====== RECORDS FOR THE EXERCISE

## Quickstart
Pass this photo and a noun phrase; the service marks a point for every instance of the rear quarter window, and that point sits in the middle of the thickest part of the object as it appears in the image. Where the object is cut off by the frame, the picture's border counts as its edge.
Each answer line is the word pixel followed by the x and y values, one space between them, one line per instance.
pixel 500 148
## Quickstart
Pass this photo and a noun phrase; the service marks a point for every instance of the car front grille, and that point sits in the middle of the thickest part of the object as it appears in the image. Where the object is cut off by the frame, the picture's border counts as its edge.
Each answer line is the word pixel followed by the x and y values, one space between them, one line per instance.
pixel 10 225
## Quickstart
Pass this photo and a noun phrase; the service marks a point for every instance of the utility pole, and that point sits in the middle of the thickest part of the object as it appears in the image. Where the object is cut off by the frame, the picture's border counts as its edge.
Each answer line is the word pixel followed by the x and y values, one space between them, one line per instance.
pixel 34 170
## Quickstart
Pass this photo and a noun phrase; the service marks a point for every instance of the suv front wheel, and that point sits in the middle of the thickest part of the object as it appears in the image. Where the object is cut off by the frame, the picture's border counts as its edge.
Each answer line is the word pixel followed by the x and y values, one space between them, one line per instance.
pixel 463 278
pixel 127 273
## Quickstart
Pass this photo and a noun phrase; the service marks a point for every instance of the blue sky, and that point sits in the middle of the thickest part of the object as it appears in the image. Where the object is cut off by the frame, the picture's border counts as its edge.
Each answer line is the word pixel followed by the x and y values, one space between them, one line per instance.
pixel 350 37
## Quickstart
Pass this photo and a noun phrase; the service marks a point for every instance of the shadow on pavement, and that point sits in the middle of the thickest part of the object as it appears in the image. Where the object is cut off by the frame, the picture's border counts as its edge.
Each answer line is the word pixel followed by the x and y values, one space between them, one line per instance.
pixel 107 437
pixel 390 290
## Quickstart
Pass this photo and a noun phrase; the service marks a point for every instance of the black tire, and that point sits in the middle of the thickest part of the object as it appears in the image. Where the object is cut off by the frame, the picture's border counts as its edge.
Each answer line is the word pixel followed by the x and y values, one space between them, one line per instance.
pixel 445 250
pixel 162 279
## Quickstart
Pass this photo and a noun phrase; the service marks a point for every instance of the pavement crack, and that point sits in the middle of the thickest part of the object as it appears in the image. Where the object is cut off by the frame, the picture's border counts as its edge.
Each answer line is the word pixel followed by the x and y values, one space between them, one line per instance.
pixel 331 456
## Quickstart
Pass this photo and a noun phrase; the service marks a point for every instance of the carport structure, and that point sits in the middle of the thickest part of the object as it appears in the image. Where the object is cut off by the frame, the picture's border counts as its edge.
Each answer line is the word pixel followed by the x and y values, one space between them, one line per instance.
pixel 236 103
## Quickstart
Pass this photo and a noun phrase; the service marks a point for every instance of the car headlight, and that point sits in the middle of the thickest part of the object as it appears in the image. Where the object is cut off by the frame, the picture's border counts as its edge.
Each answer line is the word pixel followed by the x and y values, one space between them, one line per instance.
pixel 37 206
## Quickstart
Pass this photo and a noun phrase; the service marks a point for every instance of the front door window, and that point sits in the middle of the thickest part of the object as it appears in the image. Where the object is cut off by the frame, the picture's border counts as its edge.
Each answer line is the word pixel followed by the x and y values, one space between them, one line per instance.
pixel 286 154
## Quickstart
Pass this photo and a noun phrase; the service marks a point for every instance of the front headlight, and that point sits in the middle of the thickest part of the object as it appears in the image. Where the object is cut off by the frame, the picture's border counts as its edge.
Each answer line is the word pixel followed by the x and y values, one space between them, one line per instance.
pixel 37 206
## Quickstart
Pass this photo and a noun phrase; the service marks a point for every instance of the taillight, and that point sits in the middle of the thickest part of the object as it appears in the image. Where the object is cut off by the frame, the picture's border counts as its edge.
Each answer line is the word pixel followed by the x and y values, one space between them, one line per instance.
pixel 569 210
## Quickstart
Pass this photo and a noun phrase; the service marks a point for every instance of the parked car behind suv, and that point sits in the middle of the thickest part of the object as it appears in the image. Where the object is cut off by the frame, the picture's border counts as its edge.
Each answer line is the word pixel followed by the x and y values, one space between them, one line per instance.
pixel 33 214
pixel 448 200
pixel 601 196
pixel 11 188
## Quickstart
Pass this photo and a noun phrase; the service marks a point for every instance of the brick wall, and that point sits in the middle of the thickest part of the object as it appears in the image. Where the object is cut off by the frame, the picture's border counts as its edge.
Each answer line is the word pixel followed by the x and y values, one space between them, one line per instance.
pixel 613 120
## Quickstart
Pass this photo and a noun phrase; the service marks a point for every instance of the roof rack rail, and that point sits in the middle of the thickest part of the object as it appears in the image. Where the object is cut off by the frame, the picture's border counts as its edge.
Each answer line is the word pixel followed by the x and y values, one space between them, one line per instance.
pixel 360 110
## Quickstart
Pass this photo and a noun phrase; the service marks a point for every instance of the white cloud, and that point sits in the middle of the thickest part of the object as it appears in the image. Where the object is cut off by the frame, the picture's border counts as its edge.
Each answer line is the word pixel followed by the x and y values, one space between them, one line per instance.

============

WHAT IS EXPECTED: Write the listing out again, exactly as it reads.

FULL ANSWER:
## Quickstart
Pass this photo and a noun phrase; the service marks a point for every instance of the rear quarter window, and that point sits in the middle of the thickest part of the object as it appears in the image. Where the object is cut off by the frame, the picture's border counts as its edge.
Each answer line is the word pixel followed by the x and y values, one space between them, one line per instance.
pixel 500 148
## Quickstart
Pass this photo and a noun phrase; the service marks a point for every instance of the car front grille, and that point sits in the middle of the thickest part of the object as it appears in the image. Where the object is cut off by the frame, the picture's border counts as its edge.
Each answer line is the word pixel followed by the x and y values, one space between them, one line per instance.
pixel 10 225
## Quickstart
Pass this photo and a noun phrase; the service marks a point for every instance of the utility pole, and that point sits in the middle of the thickest part of the object as it appears in the image. Where the object is cut off by the frame, the picture's border counts as its edge.
Each answer line is the word pixel followed by the x and y values, one space between them, one line per instance.
pixel 34 170
## Quickstart
Pass this photo and a noun phrase; the service marks a point for every instance of the suv front wheel, and that point sits in the middle of the thickest part of the object as it appears in the image. Where the object is cut off by the frame, the picture's border counts as its edge.
Each answer line is the word pixel followed by the x and y values, one space between them, one line per instance.
pixel 463 278
pixel 127 273
## Quickstart
Pass this photo and a noun phrase; the service marks a point for every instance of the blue sky, and that point sits in the middle of the thickest part of the object as it appears in the image. Where the object is cut off by the frame, the picture's border counts as its edge.
Each answer line is the word pixel followed by the x and y values, one space between them, one line per instance.
pixel 350 37
## Quickstart
Pass this photo and a noun phrase; the service marks a point for every instance of the shadow on pavement, and that point sits in the middle of the thickest part of the object as it appears in the image. Where the object is cut off by the frame, the picture's border counts as its edge.
Each answer line is the word pixel followed by the x and y values, one space between them, one line per instance.
pixel 107 437
pixel 390 290
## Quickstart
Pass this photo and a noun phrase; the service marks a point for every instance of the black tire, and that point sits in the middle of the thickest part of the object as it appears in the image. Where the object is cut off by the frame, the picture's border counts as its edge.
Each answer line is the word pixel followed by the x and y values, one space between them, one line per instance.
pixel 445 250
pixel 162 279
## Quickstart
Pass this photo and a noun phrase; the service marks a point for every instance of the pavement crack, and that point sits in the middle of the thickest part of the object as it appears in the image. Where the object is cut off by the frame, the picture's border counts as its edge.
Each answer line is the word pixel followed by the x and y values, one space between them, one line per instance.
pixel 331 456
## Quickstart
Pass this photo and a noun phrase; the service marks a point for every instance of the carport structure, and that point sits in the middle of the thickest part of the object as it appears in the image. Where the object is cut off by the frame, the picture's border counts as its edge.
Each answer line is the word pixel followed by the x and y values, one space between them, one line per instance.
pixel 236 103
## Quickstart
Pass this photo and a noun phrase; the service marks a point for every instance of the car headlight, and that point sits in the middle of the thickest part of the object as it appears in the image. Where the object is cut off by the frame, the picture's border counts as its edge.
Each answer line is the word pixel followed by the x and y values, one space between them, one line per instance.
pixel 37 206
## Quickstart
Pass this photo and a noun phrase; the service marks a point for every instance of the front door window, and that point sits in the middle of the thickest part of the object as it appears in the image. Where the object is cut off by the frame, the picture's border counts as its edge.
Each answer line is the word pixel followed by the x and y values, one space between them, one line per instance.
pixel 286 154
## Quickstart
Pass this photo and a noun phrase; the service marks a point for every instance of the front headlight, and that point sits in the middle of the thickest part of the object as it appears in the image. Where the object is cut off by the frame, the picture's border counts as its edge.
Each answer line is the word pixel followed by the x and y values, one space between them, one line per instance.
pixel 37 206
## Quickstart
Pass this photo and a noun phrase; the service marks a point for every instance of the taillight, and that point sits in the middle of the thickest part of the object as it appears in the image. Where the object is cut off by the frame, the picture's border counts as its edge.
Each answer line is the word pixel followed by the x and y values, one space between them, one line per instance.
pixel 569 210
## Quickstart
Pass this photo and a noun phrase; the service marks a point for every instance of the parked car behind suv, and that point sits in the middle of the thickest part of the object as it appears in the image. Where the object is cut off by the frame, the picture's border counts as its edge.
Each answer line is the word pixel followed by the x and y values, one space between them, one line per instance.
pixel 33 214
pixel 448 200
pixel 601 196
pixel 11 188
## Quickstart
Pass this photo and a noun phrase; the service marks a point for every instance of the brick wall, and that point sits in the middle of the thickest part of the object as it appears in the image. Where the object is cut off by the frame, the picture's border counts as its edge.
Each answer line is the word pixel followed by the x and y values, one space between them, one line per instance.
pixel 613 120
## Quickstart
Pass this photo and a noun phrase; the service marks a point for every instance of the roof rack rail, and that point sits in the middle of the thickest part of the object as it appears in the image. Where the object is cut off by the frame, the picture's border counts as its edge.
Each answer line is the word pixel followed by the x and y values, one space between them, one line per instance.
pixel 360 110
## Quickstart
Pass this photo and a noun phrase; the service marks a point for every instance of the white cloud, and that point sits in the middle of the thickest part of the object as it appears in the image. Where the object is cut off by the frame, the picture's border counts as its edge.
Each answer line is the word pixel followed by the x and y values, one space between them, one line per instance.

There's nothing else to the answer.